■ EXERCISE ■
Could you copy every line from the material below in which "rough" appears?

■ INFORMATION GIVEN ■
------

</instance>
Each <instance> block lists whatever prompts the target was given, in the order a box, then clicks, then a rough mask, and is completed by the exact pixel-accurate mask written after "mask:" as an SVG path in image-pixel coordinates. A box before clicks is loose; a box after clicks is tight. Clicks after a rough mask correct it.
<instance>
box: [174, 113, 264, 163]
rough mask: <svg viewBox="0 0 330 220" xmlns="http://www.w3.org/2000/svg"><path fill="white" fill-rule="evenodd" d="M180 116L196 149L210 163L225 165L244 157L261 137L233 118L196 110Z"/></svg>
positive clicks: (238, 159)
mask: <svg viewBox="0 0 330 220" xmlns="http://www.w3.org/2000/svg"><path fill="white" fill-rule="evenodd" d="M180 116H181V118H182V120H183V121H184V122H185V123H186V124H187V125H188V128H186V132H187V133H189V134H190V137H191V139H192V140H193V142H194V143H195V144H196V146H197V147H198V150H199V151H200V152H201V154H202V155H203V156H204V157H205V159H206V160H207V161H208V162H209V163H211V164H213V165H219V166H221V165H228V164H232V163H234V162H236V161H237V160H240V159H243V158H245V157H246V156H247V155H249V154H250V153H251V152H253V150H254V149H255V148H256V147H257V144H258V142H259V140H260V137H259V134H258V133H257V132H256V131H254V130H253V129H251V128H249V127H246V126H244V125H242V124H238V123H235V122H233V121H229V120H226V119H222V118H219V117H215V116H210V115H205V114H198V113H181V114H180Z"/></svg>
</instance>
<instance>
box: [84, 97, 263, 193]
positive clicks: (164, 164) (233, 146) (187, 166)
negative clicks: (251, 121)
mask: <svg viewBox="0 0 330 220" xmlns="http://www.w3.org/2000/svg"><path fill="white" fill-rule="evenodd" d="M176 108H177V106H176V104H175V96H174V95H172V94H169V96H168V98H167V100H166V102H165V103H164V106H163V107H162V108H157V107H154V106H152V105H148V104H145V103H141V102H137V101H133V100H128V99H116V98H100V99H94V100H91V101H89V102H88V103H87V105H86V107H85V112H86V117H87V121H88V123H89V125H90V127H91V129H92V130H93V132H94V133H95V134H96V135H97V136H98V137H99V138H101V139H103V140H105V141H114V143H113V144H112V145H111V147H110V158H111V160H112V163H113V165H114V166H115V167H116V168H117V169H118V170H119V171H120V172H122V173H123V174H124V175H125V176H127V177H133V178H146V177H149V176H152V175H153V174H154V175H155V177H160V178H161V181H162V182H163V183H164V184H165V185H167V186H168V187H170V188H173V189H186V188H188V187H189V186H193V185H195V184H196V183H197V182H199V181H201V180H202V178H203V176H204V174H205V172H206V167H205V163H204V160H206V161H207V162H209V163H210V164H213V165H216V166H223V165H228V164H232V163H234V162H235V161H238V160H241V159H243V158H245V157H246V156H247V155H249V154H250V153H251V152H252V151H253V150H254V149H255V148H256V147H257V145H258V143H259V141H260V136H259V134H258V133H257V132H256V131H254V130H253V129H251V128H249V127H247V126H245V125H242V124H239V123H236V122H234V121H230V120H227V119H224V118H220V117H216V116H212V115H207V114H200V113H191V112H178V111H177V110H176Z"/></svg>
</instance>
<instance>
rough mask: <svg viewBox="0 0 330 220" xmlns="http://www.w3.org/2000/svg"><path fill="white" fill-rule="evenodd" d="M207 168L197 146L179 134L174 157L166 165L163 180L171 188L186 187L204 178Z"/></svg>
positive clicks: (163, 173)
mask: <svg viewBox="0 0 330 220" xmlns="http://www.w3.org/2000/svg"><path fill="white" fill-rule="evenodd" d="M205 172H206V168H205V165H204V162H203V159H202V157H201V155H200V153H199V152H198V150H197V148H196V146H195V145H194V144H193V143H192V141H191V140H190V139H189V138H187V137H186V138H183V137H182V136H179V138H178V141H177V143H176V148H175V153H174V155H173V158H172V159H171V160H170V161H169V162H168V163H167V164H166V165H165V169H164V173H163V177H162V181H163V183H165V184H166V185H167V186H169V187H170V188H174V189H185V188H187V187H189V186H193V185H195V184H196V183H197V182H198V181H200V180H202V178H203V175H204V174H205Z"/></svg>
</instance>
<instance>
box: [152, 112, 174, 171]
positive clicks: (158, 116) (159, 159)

------

■ ANSWER SPACE ■
Each <instance> block lists whatever prompts the target was given, in the order a box, then clicks, then a rough mask, and is completed by the exact pixel-accurate mask written after "mask:" as an SVG path in image-pixel coordinates. A box before clicks is loose; a box after clicks is tight. Clicks after a rough mask correct it.
rough mask: <svg viewBox="0 0 330 220" xmlns="http://www.w3.org/2000/svg"><path fill="white" fill-rule="evenodd" d="M180 116L196 149L210 163L225 165L244 157L261 137L233 118L196 110Z"/></svg>
rough mask: <svg viewBox="0 0 330 220" xmlns="http://www.w3.org/2000/svg"><path fill="white" fill-rule="evenodd" d="M207 168L197 146L179 134L174 157L166 165L163 180L171 188L186 187L204 178Z"/></svg>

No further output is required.